[Object outline annotations]
══════════
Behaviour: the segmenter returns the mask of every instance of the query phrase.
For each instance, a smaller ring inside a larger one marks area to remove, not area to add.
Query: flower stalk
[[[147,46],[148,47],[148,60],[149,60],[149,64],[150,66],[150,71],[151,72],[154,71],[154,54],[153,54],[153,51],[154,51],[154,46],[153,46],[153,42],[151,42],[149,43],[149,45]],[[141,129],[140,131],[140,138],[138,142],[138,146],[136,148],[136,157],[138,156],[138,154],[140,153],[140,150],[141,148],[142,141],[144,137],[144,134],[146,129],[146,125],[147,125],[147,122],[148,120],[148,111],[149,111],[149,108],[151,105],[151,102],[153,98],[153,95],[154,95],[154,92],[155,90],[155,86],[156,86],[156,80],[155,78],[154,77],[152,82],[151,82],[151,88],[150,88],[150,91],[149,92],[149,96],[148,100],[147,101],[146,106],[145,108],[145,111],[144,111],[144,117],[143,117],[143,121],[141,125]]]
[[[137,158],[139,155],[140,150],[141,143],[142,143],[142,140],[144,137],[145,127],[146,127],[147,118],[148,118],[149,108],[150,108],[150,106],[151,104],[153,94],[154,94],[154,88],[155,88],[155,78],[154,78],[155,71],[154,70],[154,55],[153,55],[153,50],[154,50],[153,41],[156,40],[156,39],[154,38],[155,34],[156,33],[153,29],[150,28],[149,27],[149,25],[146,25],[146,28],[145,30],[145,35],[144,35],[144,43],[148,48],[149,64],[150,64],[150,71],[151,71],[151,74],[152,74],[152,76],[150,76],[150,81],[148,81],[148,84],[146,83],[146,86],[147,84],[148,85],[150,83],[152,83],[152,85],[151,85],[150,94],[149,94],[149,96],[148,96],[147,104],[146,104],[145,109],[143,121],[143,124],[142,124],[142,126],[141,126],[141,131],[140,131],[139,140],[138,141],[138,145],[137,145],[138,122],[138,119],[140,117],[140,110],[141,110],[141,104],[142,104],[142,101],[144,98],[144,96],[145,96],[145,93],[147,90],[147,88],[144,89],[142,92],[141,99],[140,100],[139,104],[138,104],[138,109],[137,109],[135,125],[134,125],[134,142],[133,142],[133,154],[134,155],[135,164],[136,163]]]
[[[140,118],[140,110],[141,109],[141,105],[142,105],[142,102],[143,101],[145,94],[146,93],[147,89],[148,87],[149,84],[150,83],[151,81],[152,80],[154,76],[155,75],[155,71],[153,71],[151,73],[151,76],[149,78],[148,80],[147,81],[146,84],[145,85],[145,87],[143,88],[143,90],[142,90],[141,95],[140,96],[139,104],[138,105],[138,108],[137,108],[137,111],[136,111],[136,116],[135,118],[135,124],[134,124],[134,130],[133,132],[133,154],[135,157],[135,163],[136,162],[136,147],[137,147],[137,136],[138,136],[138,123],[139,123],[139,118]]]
══════════
_Written exercise:_ Extract all of the data shown above and repeat it verbatim.

_Solved problem:_
Behaviour: the segmenter returns the mask of every instance of the query phrase.
For each instance, a smaller ring inside a larger one marks area to remove, not area to add.
Query: flower stalk
[[[147,46],[148,47],[148,60],[149,60],[149,64],[150,66],[150,71],[151,72],[154,71],[154,54],[153,54],[153,51],[154,51],[154,46],[153,46],[153,42],[151,42],[149,43],[149,45]],[[141,129],[140,131],[140,138],[138,142],[138,146],[136,148],[136,157],[138,156],[138,154],[140,153],[140,150],[141,148],[142,141],[144,137],[144,134],[146,129],[146,125],[147,125],[147,122],[148,120],[148,111],[149,111],[149,108],[151,105],[151,102],[153,98],[153,95],[154,95],[154,92],[155,90],[155,86],[156,86],[156,80],[155,78],[154,77],[152,82],[151,82],[151,88],[150,88],[150,91],[149,92],[149,96],[148,100],[147,101],[146,106],[145,108],[145,111],[144,111],[144,117],[143,117],[143,121],[141,125]]]
[[[137,158],[139,155],[140,150],[141,143],[142,143],[142,140],[144,137],[145,127],[146,127],[147,118],[148,118],[149,108],[150,108],[150,106],[151,104],[153,94],[154,94],[154,88],[155,88],[155,78],[154,78],[155,71],[154,70],[154,55],[153,55],[153,50],[154,50],[153,41],[156,40],[156,39],[154,38],[155,34],[156,33],[153,29],[150,28],[149,27],[149,25],[146,25],[146,28],[145,30],[145,35],[144,35],[144,43],[148,48],[149,64],[150,64],[150,71],[151,71],[151,74],[152,74],[152,76],[150,76],[150,81],[148,81],[148,84],[146,83],[146,86],[147,84],[148,85],[150,83],[152,83],[152,85],[151,85],[150,94],[149,94],[149,96],[148,96],[147,104],[146,104],[145,109],[143,121],[143,124],[142,124],[142,126],[141,126],[141,131],[140,131],[139,140],[138,141],[138,145],[137,145],[138,122],[138,119],[140,117],[140,110],[141,110],[141,104],[142,104],[142,101],[144,98],[144,96],[145,96],[145,93],[147,90],[147,88],[144,89],[142,92],[141,99],[140,100],[139,104],[138,104],[138,109],[137,109],[135,125],[134,125],[134,142],[133,142],[133,154],[134,155],[135,164],[136,163]]]
[[[140,118],[140,110],[141,109],[141,105],[142,105],[142,102],[143,101],[145,94],[146,93],[147,89],[148,87],[149,84],[150,83],[151,81],[152,80],[154,76],[155,75],[155,71],[153,71],[151,73],[151,76],[149,78],[148,80],[147,81],[146,84],[145,85],[145,87],[143,88],[143,90],[142,90],[141,95],[140,96],[139,104],[138,105],[138,108],[137,108],[137,111],[136,111],[136,116],[135,118],[135,124],[134,124],[134,130],[133,132],[133,154],[135,157],[135,163],[136,162],[136,147],[137,147],[137,136],[138,136],[138,123],[139,123],[139,118]]]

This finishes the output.